It’s not about whether Ralph Northam is an honorable person — I voted for him in 2017, so I sure believed it then and haven’t totally abandoned the thought now. Rather, this is about who and what the governor represents: the leader of commonwealth that sits squarely within a region (and nation) where racial violence and white supremacist rule are historical facts that cannot be ignored. Refusing to own up to the implications of this history is obnoxious; making a mockery of it is toxic. That was as true in 1984 is it is in 2019. Sometimes you have to go with the belief that people really do have no excuse.

As someone who grew up on the rural Eastern Shore, with all kinds of cross-cutting influences, social and political, Northam might have an interesting story to tell about how he overcame a sense of obliviousness toward the most odious racial stereotypes of our times, to carrying the black vote overwhelmingly in his latest election and repaying the honor in kind with right-minded action once in office. But doing all this and remaining an effective governor at the same time is too heavy a lift to handle. Not even a figure as adept as LBJ could have pulled off such an assignment. Our governor needs to go.

So what about the next-up scandal in Richmond, involving unproven and unrefuted accusations of sexual assault against Justin Fairfax, Virginia’s African-American lieutenant governor, who stands to ascend to the top job if Northam quits? In the wake of the Brent Kavanaugh episode, it behooves Virginia Democrats to treat the accusations against Fairfax seriously — with his accuser stepping forward publicly on Wednesday. (A California college professor who had a sexual encounter with Fairfax in 2004, she doesn’t seem to be an immediately discreditable figure; let’s just leave it there for now.) I try to stick to a rule whenever sizing up explosive allegations against public figures, and I think it’s a good rule: Isolated claims, without corroboration or physical evidence, don’t count for much. Multiple accusations, coming from people who step forward independently and without obvious axes to grind, deserve honest scrutiny. Even if he doesn’t become governor tomorrow or the day after that, Fairfax has some questions to answer. But the lieutenant governor’s predicament is leagues apart from the governor’s. So we shall see.

Supplied entries:
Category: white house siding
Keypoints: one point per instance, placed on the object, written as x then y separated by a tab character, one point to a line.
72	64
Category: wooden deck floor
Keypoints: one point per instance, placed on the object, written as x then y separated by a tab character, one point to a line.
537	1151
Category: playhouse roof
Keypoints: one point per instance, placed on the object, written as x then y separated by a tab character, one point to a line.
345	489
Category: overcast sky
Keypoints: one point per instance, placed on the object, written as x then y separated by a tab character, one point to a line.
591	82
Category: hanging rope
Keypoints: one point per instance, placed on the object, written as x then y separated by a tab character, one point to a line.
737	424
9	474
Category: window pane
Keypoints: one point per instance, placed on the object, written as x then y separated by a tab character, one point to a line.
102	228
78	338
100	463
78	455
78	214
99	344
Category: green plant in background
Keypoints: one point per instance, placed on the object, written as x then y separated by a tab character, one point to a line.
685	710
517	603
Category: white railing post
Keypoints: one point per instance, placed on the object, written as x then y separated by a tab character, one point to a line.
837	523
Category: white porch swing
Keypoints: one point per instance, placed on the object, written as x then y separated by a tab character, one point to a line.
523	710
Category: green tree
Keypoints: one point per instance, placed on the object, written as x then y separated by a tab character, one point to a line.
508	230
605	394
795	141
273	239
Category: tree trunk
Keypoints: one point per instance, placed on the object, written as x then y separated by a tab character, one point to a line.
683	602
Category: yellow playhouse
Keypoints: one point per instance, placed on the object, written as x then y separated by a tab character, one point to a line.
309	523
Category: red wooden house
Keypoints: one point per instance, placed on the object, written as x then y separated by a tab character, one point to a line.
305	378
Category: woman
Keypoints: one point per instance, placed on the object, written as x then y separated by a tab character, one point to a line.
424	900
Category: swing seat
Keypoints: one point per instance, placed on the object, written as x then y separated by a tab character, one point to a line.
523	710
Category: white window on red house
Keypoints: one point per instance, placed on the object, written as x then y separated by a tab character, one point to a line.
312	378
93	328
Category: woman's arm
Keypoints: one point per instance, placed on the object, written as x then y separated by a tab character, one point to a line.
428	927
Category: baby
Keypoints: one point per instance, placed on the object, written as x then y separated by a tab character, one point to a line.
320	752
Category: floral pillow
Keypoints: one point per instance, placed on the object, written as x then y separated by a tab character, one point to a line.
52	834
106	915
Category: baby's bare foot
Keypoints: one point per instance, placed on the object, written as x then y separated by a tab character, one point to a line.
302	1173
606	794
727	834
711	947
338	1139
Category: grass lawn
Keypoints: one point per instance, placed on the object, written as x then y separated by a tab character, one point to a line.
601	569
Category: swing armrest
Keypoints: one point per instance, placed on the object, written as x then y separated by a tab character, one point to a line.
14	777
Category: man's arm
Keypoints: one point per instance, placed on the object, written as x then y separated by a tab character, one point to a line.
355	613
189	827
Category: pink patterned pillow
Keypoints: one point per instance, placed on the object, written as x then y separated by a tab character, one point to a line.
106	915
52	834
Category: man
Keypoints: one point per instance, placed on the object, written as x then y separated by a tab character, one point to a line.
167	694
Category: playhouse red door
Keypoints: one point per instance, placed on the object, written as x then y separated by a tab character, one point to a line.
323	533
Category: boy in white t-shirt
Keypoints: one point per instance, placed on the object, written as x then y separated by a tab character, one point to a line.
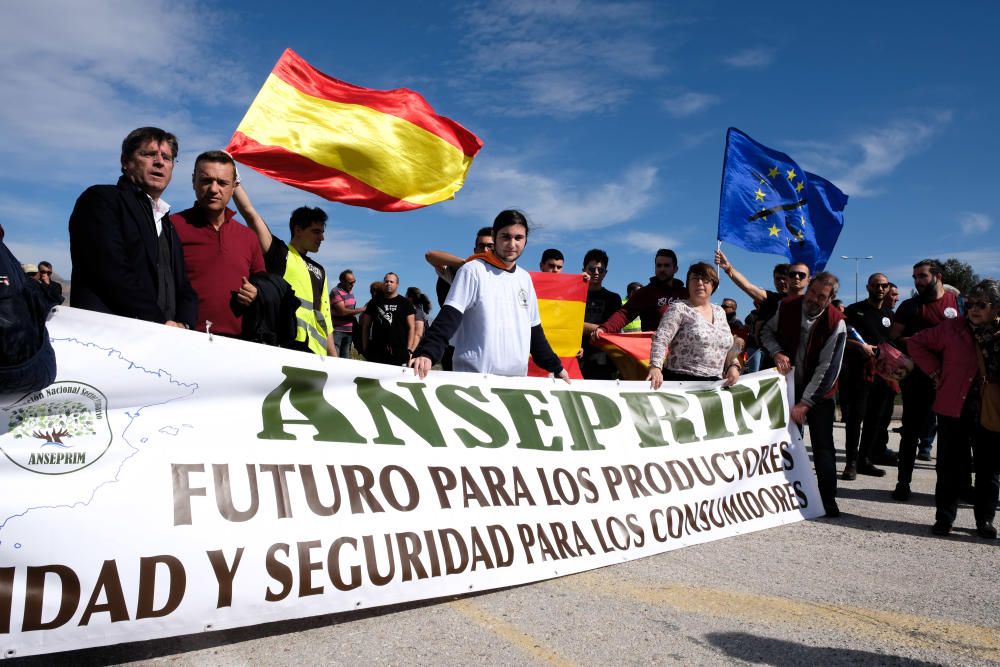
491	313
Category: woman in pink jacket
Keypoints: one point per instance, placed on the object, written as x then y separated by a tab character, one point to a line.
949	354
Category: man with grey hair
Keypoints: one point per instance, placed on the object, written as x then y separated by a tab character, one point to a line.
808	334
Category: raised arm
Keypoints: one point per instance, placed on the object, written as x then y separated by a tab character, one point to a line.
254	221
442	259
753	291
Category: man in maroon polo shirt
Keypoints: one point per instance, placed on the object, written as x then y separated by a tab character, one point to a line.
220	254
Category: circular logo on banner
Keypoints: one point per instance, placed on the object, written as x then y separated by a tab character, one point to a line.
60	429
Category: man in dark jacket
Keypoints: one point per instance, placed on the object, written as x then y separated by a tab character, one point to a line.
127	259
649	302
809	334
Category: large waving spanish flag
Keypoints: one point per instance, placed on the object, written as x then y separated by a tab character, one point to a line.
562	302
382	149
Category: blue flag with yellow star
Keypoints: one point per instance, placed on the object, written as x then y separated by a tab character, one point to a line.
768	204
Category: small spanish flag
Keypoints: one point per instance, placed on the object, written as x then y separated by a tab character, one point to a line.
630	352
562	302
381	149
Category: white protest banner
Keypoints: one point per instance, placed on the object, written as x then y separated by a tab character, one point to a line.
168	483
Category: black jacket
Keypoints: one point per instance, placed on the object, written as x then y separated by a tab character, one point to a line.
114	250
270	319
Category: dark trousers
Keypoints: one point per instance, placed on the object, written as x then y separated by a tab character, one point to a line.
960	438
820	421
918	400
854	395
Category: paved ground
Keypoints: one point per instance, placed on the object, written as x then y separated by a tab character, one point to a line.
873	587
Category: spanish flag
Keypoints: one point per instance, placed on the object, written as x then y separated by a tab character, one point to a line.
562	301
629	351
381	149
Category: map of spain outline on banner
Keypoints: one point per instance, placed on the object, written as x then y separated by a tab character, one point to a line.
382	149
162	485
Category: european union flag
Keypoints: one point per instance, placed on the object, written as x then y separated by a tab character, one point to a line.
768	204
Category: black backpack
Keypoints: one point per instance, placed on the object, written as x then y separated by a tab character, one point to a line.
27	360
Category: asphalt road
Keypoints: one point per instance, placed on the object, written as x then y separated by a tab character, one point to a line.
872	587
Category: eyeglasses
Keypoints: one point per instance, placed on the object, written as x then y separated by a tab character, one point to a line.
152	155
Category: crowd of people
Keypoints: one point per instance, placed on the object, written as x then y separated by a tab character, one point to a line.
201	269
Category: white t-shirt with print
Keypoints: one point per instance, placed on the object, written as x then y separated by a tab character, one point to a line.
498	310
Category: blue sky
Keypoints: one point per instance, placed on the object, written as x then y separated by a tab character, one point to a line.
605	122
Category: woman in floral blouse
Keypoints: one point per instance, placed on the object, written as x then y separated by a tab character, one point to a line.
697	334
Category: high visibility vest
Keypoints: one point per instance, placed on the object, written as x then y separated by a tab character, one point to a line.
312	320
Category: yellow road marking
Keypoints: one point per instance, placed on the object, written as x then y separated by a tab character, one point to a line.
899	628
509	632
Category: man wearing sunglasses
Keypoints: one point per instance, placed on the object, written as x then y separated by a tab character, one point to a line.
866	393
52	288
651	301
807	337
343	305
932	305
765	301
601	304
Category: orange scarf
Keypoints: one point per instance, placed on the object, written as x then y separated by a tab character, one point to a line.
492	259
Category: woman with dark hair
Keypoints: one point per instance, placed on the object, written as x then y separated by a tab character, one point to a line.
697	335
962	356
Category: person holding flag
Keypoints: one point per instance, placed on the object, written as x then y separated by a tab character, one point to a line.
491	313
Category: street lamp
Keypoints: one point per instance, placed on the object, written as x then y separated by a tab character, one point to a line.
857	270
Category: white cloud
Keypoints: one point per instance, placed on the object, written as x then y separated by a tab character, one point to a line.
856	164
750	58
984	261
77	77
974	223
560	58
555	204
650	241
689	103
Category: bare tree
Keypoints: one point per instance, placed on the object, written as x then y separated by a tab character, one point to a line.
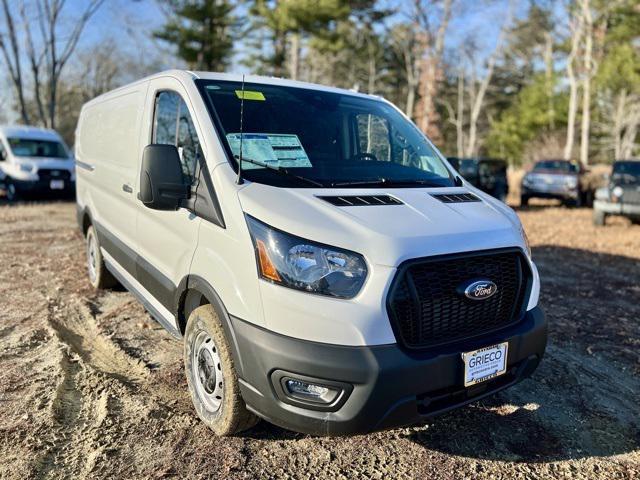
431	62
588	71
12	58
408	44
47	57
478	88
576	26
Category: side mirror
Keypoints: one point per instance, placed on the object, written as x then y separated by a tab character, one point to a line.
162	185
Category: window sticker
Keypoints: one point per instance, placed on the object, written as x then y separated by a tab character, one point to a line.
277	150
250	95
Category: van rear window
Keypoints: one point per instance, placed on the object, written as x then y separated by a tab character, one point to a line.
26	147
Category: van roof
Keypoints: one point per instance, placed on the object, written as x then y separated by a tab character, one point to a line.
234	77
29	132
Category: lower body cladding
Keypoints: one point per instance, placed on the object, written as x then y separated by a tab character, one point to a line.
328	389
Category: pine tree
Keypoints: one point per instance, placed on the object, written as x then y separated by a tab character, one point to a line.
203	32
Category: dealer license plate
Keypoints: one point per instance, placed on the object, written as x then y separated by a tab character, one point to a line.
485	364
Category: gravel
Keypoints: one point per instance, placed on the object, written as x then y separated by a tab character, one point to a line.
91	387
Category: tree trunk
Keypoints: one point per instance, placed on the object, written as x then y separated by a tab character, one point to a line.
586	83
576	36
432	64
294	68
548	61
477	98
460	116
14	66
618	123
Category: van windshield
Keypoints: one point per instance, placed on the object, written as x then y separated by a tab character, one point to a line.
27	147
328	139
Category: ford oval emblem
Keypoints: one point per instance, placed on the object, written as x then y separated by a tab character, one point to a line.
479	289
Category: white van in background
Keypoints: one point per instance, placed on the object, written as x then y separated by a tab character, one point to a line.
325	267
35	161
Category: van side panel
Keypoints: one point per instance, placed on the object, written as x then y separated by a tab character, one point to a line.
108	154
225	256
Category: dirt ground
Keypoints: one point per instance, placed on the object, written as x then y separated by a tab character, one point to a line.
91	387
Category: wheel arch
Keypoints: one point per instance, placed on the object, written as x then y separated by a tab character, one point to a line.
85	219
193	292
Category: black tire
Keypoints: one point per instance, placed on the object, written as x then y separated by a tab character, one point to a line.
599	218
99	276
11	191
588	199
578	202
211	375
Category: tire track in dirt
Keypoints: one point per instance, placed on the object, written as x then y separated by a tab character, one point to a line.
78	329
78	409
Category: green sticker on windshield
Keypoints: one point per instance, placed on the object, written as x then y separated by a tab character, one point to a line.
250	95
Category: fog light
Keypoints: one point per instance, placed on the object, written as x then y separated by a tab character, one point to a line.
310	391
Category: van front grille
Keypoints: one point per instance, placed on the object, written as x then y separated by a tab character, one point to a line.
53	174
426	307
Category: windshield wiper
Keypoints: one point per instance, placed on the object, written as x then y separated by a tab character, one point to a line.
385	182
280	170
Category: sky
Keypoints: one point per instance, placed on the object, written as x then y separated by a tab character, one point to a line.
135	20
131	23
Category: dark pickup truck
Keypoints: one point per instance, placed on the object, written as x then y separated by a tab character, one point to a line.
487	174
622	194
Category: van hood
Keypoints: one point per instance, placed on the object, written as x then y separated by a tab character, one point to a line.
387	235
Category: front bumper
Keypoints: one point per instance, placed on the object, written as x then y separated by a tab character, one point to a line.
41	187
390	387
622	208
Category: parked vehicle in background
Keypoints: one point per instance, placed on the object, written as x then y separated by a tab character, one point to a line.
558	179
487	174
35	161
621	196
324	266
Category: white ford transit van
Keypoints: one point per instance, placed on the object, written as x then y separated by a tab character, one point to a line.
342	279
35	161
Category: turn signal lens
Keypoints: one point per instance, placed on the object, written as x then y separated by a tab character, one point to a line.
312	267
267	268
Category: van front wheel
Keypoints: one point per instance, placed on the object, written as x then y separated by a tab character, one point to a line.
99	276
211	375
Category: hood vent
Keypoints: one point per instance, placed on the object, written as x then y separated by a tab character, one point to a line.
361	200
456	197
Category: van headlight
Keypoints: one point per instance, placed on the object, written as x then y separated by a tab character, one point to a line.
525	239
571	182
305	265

Brief A:
List every person the opinion piece mentions by name.
Brief B:
Please repeat the opinion piece from "It’s not about" up to and including "have no excuse.".
The entries have nothing to do with the opinion piece.

Response box A:
Ralph Northam, LBJ, Justin Fairfax, Brent Kavanaugh

Response box B:
It’s not about whether Ralph Northam is an honorable person — I voted for him in 2017, so I sure believed it then and haven’t totally abandoned the thought now. Rather, this is about who and what the governor represents: the leader of commonwealth that sits squarely within a region (and nation) where racial violence and white supremacist rule are historical facts that cannot be ignored. Refusing to own up to the implications of this history is obnoxious; making a mockery of it is toxic. That was as true in 1984 is it is in 2019. Sometimes you have to go with the belief that people really do have no excuse.